## Short exercise a:
From the records below, extract every line that contains the string "purple".

Thursday, October 11, 2012

Fully and Completely

It was a perfect moment. The sun was rising over the ocean, the display of light phenomenally beautiful. I was walking down the beach, looking for ‘treasure’ in the form of shells, driftwood, and other objects that might have been delivered to the shore during the nightly tides. I heard my son call to me, and I looked up. There he was, standing ankle deep in the water, the sunrise behind him. I pulled my phone from my pocket and snapped a picture, then walked over and joined him.


The picture I took of my son standing in front of the ocean sunrise is one of only 5 pictures I took during our weekend trip to see The Angel Oak Tree and The Isle of Palms. As a comparison, the friend who accompanied us on the trip took well over a hundred photos. I’m told one day I’ll regret not having documented more of my son’s childhood through photos…but I am the daughter of a ‘junker’ who has seen my father bring in too many discarded boxes of old photos to attribute too much importance to documenting every moment in my child’s life. I’m too busy being IN the moments to record them.

At 39, I have boxes and boxes of photos that I never look at. They are images from the past, of lives I tried on and decided didn’t fit, people I may exchange Facebook comments with from time to time, but am not in regular contact with and likely will never see again. When I move, I’ll store these photos at my parents’ home and hope for the best. The pictures I’ve collected from the time my son was born, I have pulled aside to put into collective albums, of course…but images of people I knew in college making silly faces, or a sculpture I created out of nuts and bolts in high school, or weddings I’ve been in, places I’ve visited, things I’ve done and worn and seen…I hardly see the need to haul these halfway around the free world.

## Information supplied:
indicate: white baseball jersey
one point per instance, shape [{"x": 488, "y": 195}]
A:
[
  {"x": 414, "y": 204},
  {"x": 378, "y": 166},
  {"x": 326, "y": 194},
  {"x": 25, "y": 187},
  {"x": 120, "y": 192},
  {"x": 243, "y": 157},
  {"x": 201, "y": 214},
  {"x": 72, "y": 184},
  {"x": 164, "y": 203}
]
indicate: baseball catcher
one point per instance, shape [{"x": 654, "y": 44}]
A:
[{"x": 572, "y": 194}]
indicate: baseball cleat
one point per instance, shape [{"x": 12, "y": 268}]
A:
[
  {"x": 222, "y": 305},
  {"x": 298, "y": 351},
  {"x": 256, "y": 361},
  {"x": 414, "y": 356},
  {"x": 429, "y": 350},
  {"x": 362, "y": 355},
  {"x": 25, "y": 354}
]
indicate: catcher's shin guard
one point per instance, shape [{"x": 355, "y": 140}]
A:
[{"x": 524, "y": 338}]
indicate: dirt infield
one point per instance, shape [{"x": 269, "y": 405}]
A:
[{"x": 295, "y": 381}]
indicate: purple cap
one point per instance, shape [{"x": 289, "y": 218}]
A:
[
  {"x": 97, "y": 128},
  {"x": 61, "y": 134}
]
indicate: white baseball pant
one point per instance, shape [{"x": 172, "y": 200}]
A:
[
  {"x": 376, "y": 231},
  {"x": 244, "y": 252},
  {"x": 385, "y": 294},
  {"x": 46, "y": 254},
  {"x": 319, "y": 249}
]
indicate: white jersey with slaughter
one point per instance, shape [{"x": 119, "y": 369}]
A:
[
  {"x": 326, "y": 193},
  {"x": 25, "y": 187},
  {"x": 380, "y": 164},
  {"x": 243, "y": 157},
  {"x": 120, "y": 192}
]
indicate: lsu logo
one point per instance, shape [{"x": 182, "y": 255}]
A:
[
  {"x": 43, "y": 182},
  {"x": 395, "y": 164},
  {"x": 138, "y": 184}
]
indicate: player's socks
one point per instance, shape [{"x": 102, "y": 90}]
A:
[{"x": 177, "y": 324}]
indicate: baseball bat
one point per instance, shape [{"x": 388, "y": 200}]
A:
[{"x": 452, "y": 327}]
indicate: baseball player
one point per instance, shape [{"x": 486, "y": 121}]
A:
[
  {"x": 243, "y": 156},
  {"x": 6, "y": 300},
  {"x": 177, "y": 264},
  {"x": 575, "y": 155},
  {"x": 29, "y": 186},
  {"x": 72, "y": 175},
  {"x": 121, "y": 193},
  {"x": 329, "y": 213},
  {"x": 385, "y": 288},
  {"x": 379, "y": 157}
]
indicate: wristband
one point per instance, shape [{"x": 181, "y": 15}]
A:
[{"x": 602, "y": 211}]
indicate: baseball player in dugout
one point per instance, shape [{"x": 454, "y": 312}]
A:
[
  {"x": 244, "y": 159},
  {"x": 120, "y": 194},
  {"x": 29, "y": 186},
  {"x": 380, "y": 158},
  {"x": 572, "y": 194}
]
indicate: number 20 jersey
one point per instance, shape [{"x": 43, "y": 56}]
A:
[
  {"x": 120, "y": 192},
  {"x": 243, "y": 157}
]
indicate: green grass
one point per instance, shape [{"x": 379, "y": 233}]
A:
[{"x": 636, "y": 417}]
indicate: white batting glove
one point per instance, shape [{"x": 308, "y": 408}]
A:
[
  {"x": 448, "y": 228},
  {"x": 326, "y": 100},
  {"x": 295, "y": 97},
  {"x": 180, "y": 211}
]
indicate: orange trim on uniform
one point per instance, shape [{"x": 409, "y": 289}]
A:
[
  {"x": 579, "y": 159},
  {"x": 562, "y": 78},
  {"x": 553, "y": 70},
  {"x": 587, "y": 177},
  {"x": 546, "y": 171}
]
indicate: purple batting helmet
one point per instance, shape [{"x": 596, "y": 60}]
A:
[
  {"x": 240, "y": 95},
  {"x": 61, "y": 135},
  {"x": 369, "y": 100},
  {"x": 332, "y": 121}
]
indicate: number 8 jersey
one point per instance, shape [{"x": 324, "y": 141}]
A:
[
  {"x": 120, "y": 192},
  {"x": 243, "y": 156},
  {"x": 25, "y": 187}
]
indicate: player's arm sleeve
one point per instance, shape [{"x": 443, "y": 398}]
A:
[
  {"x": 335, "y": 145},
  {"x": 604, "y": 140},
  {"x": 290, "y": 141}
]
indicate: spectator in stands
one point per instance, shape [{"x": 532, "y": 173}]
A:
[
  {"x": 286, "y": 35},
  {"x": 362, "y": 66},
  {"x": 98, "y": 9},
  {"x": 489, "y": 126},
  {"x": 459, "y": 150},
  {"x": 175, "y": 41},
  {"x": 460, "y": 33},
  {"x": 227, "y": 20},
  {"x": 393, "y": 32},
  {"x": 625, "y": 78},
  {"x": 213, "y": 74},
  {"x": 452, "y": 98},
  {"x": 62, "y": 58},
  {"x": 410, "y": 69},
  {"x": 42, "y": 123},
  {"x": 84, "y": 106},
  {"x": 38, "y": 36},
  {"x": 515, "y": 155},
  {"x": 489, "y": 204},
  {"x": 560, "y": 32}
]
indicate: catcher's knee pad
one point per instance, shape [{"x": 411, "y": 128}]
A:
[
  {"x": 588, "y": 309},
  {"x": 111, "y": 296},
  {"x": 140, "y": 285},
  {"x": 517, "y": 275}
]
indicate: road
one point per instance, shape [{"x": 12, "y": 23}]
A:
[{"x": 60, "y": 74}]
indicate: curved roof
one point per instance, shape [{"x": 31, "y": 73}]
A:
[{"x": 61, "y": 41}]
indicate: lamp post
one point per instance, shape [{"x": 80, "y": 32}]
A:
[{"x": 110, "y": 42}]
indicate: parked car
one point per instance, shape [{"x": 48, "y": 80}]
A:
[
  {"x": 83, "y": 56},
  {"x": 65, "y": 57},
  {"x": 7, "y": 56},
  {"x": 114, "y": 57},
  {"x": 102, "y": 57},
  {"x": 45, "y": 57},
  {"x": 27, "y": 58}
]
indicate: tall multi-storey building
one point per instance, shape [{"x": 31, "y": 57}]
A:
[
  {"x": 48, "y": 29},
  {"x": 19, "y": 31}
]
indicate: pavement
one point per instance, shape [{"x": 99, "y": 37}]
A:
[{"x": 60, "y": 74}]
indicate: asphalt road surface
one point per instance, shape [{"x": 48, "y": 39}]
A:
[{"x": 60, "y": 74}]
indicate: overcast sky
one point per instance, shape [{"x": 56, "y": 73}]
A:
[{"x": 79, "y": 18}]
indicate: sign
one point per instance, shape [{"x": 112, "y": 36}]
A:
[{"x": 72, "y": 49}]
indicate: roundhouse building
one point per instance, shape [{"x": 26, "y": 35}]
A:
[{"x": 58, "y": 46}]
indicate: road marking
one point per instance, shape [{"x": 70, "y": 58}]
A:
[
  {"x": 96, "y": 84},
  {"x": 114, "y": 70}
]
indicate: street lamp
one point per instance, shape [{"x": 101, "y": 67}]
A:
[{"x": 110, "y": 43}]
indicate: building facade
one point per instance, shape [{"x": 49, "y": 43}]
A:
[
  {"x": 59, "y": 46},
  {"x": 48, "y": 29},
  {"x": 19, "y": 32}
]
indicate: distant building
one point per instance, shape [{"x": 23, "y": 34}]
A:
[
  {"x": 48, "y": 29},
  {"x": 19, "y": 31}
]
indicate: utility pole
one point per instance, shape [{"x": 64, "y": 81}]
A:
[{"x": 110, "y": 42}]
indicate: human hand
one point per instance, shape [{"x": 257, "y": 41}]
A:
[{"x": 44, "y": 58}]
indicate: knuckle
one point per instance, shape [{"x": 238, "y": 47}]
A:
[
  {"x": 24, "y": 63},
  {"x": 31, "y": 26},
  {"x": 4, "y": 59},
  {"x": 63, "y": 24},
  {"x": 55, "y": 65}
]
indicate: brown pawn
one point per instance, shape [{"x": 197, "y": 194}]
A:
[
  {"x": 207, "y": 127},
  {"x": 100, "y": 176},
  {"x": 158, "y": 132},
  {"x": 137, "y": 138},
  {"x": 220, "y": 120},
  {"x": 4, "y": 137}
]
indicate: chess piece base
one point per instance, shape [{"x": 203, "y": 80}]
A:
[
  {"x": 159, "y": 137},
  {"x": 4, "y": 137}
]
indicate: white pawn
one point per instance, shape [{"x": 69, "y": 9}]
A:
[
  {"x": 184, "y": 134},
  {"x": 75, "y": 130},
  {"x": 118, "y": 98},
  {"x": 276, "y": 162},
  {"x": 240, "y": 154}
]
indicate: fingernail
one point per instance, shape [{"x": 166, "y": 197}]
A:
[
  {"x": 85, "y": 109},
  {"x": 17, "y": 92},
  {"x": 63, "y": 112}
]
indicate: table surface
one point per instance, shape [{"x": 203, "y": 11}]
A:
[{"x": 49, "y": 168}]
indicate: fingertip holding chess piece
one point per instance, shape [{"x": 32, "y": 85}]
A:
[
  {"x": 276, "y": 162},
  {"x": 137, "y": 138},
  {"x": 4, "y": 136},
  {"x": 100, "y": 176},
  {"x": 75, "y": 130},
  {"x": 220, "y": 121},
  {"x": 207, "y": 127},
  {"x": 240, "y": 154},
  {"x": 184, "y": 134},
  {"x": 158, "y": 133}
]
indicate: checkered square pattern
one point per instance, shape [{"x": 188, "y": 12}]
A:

## Short exercise b:
In the post about photos, how many pictures did the writer take during the weekend trip to The Angel Oak Tree and The Isle of Palms?

## Full solution a:
indicate: purple cap
indicate: purple batting helmet

## Full solution b:
Only 5 pictures.